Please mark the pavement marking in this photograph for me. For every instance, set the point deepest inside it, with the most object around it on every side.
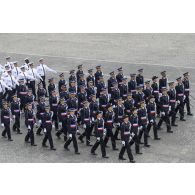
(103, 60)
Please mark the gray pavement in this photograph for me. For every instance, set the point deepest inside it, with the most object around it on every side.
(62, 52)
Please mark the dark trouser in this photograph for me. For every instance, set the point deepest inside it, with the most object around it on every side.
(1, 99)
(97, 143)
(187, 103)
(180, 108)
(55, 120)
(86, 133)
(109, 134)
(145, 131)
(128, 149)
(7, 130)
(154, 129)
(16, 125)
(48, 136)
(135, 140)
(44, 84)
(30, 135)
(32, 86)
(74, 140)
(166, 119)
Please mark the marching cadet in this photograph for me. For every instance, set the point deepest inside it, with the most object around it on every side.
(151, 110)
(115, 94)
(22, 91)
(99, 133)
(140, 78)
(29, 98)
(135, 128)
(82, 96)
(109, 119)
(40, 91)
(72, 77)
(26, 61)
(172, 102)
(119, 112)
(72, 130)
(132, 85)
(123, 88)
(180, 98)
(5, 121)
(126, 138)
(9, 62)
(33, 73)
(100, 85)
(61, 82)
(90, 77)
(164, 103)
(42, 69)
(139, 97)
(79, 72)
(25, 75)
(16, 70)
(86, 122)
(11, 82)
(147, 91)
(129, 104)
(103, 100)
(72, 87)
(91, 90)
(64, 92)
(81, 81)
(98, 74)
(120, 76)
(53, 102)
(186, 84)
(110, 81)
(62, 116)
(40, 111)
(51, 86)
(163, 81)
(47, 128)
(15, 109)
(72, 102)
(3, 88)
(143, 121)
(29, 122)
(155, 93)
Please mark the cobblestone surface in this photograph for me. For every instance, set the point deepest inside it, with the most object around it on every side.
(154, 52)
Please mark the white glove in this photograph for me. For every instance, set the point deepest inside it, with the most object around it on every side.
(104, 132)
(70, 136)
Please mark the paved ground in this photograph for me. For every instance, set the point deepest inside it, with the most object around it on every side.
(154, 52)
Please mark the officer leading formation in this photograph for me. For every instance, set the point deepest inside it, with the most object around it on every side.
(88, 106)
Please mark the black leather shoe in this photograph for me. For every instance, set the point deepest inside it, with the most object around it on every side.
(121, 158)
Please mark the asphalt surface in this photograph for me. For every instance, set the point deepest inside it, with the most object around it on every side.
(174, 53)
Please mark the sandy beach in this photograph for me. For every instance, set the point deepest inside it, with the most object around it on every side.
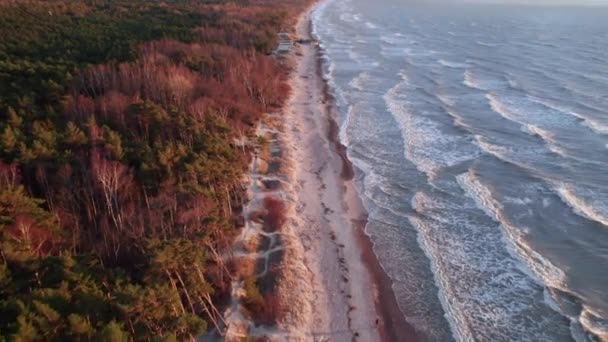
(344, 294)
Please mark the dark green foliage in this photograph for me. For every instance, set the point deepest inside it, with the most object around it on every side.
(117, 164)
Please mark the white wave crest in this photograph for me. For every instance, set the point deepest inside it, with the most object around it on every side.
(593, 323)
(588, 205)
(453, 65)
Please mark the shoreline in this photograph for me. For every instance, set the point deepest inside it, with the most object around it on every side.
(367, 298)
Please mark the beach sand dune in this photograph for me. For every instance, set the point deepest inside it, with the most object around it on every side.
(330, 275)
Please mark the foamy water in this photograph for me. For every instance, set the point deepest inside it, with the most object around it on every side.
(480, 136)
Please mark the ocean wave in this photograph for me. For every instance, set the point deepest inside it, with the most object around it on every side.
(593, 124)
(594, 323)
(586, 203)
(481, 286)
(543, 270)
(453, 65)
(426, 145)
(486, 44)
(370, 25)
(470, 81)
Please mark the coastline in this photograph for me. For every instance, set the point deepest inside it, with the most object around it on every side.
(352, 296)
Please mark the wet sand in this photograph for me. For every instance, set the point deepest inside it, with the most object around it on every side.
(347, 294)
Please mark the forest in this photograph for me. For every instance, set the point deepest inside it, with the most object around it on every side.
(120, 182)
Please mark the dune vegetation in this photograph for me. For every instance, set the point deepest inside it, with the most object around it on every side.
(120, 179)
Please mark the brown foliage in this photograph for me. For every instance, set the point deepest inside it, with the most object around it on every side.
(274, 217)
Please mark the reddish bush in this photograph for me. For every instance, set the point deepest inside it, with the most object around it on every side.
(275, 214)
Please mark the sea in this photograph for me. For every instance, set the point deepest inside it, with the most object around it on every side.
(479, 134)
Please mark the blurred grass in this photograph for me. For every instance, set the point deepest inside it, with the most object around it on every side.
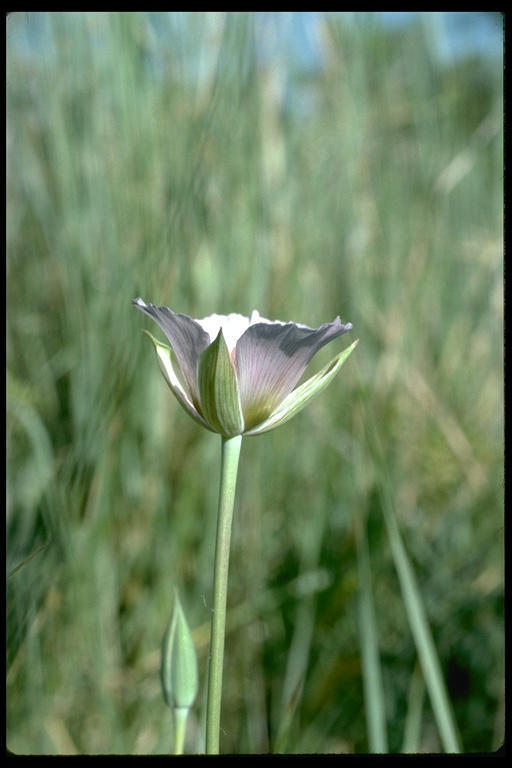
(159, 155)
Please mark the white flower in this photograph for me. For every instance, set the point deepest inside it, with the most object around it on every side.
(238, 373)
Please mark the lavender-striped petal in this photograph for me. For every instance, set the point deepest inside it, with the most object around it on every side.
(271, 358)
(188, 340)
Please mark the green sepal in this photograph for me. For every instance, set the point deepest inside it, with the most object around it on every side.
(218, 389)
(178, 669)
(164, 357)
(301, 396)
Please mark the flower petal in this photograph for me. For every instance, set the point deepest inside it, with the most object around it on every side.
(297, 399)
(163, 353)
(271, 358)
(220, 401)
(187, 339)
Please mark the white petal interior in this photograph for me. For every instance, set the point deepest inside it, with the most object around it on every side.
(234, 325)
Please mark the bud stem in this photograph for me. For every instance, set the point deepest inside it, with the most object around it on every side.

---

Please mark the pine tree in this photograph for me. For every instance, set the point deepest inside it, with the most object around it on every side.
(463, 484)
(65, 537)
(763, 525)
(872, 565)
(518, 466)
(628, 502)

==

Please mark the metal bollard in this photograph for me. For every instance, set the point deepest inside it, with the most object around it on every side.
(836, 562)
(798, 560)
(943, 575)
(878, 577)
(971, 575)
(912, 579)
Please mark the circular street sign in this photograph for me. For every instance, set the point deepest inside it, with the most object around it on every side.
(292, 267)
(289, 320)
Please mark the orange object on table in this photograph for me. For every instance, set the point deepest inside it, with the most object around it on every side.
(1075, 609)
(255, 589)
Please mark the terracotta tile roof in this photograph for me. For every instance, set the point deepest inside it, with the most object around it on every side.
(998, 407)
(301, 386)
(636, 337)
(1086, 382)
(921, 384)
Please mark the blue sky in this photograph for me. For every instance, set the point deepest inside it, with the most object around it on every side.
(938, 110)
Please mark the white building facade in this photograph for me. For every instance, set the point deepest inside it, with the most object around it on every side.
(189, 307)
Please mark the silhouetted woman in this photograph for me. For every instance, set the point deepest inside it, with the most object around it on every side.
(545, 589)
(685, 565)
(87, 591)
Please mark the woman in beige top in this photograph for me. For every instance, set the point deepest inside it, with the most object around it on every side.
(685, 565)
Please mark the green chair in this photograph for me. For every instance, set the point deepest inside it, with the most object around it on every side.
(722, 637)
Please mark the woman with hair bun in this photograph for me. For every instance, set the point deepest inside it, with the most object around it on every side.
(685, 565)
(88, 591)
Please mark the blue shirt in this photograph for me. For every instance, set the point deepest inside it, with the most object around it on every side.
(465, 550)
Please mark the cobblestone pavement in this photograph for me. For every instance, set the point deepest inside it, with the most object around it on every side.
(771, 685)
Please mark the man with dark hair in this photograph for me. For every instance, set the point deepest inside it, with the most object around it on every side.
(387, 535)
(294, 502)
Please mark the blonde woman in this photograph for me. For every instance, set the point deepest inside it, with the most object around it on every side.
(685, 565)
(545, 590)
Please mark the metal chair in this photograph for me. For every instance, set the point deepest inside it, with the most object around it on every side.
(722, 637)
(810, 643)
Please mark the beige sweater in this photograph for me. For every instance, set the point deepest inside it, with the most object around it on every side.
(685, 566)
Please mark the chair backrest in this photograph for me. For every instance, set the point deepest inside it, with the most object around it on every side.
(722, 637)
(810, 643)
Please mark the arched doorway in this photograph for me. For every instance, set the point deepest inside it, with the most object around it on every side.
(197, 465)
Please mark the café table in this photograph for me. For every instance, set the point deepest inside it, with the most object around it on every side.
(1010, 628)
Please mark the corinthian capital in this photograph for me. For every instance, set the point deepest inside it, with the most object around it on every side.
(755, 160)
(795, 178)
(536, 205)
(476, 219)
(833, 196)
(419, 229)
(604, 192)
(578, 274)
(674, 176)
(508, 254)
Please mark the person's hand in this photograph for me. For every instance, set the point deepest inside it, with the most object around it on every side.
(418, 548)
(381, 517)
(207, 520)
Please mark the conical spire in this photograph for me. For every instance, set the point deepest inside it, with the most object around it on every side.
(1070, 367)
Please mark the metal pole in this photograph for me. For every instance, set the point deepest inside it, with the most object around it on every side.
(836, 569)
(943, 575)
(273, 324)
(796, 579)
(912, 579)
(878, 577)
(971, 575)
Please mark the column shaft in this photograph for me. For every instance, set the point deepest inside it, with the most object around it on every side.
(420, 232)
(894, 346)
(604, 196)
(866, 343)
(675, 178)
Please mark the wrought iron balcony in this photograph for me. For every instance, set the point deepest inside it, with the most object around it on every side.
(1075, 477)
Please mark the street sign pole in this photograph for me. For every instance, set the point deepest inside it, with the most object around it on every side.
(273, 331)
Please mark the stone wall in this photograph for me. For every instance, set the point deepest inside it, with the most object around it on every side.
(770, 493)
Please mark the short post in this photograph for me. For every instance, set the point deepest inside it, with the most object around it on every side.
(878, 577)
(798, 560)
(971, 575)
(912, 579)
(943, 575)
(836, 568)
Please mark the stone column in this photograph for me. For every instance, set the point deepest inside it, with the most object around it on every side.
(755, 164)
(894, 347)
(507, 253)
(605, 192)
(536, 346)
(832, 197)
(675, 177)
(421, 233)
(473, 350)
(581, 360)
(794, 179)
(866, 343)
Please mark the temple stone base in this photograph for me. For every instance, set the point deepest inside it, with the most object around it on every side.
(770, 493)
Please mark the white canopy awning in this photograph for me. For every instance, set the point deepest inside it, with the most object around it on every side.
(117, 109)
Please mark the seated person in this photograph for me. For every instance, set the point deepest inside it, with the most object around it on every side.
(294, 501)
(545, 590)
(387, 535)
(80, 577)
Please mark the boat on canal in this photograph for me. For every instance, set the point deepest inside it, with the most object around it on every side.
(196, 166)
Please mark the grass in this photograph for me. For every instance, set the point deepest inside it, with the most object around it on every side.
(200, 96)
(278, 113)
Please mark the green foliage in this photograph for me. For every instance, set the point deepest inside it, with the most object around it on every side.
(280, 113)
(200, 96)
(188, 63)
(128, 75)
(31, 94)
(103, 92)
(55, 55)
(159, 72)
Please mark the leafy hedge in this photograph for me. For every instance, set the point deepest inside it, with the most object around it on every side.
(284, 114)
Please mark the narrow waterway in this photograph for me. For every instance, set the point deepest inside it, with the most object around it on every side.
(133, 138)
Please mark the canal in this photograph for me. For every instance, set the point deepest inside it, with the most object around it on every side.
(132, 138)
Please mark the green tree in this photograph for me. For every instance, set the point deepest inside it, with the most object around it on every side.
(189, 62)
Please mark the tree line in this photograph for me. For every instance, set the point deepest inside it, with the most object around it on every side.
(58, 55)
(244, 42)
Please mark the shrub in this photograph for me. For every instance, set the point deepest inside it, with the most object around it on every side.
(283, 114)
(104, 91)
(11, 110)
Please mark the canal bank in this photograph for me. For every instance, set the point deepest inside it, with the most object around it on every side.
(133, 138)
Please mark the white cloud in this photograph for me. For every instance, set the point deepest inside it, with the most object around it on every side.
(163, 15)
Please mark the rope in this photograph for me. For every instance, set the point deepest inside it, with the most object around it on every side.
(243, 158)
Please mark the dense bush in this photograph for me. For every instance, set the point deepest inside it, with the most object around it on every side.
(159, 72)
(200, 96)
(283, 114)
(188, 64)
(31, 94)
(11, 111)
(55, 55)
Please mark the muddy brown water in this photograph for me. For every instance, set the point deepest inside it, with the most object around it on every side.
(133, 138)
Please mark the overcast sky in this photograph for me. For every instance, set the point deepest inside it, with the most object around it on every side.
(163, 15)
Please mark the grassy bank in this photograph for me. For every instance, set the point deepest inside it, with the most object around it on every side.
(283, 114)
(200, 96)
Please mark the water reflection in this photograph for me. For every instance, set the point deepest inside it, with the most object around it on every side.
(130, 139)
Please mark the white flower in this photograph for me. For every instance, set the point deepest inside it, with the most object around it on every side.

(Exercise aim):
Give the lines from the line with "Please mark the blurred" through the line with "Please mark the bud" again, renaming "photograph" to "image" and changing nothing else. Leave the pictures out.

(Result below):
Please mark the blurred grass in this image for me. For every instance, set the point deepest inside it, with the most object around it on every side.
(159, 155)
Please mark the white flower in this image for me. For every instance, set the point deepest inside it, with the most object around it on every side.
(238, 373)
Please mark the lavender-striped petal in this image for me. For every instance, set the point deepest inside it, with the most object around it on every side.
(271, 358)
(188, 340)
Please mark the green sepal in this image for me. For every instance, set the point deepest inside it, with the most object around it on every side.
(218, 389)
(178, 669)
(164, 357)
(301, 396)
Please mark the flower petal in this image for me. For every instance, set the point deepest inside it, with the most object around it on every side.
(297, 399)
(163, 353)
(271, 358)
(220, 401)
(187, 339)
Please mark the white petal interior in this image for me. For every instance, set the point deepest inside it, with the most object around it on every side.
(234, 325)
Please mark the bud stem in this image for me. For every instance, set the point deepest inside it, with the most object around it on every side.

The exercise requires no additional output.